Goal →
Can you reproduce all of the lines below, requests included, while offsetting both numbers of every answer coordinate by 113 and leaving the pictures out?

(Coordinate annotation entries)
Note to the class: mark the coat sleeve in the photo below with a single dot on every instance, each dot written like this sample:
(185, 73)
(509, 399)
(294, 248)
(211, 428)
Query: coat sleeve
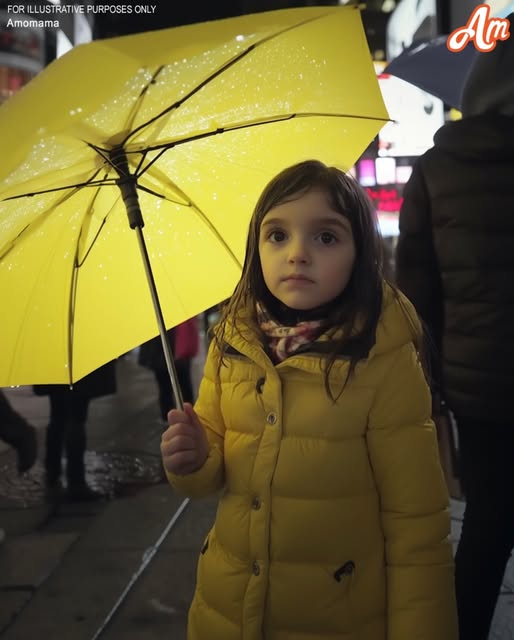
(210, 478)
(417, 271)
(414, 505)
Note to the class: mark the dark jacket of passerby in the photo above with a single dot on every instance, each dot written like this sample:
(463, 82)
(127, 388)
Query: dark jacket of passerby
(455, 260)
(455, 253)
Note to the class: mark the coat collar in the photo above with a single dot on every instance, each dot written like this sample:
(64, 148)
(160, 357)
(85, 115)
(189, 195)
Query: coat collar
(397, 326)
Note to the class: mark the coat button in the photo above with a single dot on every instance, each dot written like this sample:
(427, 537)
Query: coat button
(271, 418)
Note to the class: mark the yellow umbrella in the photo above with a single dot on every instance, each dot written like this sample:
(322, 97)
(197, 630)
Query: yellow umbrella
(186, 125)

Written solution →
Note to the class: mark the coat sleeve in the photo below with a single dot on every instance, each dot written like this sample:
(185, 73)
(509, 399)
(294, 248)
(211, 428)
Query: coat sleeve
(323, 591)
(530, 384)
(527, 618)
Note to the class: mark the dark jacket of passerby in the photo above with a single dot on every instance, each dot written like this sample:
(463, 82)
(127, 388)
Query: dark jacket of passerby
(568, 373)
(568, 366)
Note to the class: mark the coat collar in the photo above with a single dot on every instance, each dot written like this sample:
(64, 148)
(160, 357)
(85, 115)
(189, 195)
Query: coat collar
(510, 439)
Note to the class: mark the coat button in the photo above with a single dot on every instance, each dot written like this sample:
(427, 537)
Query: coat button
(384, 531)
Note to the class: mark the yellow umbrella in the photo above with a single dot on every instance, each dot written like this sample:
(322, 97)
(197, 630)
Query: yellow umbrella
(299, 238)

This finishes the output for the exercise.